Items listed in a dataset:
=-=-=-=-=

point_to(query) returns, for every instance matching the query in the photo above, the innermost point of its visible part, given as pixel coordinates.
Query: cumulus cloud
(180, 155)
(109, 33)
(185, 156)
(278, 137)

=-=-=-=-=

Exercise goal
Your answer should repeat every entry exactly.

Solved problem
point_to(query) returns, for every instance matching the query in the photo above, the innermost point of its visible part, given as pixel coordinates.
Query: cumulus cloud
(180, 155)
(109, 33)
(185, 156)
(278, 137)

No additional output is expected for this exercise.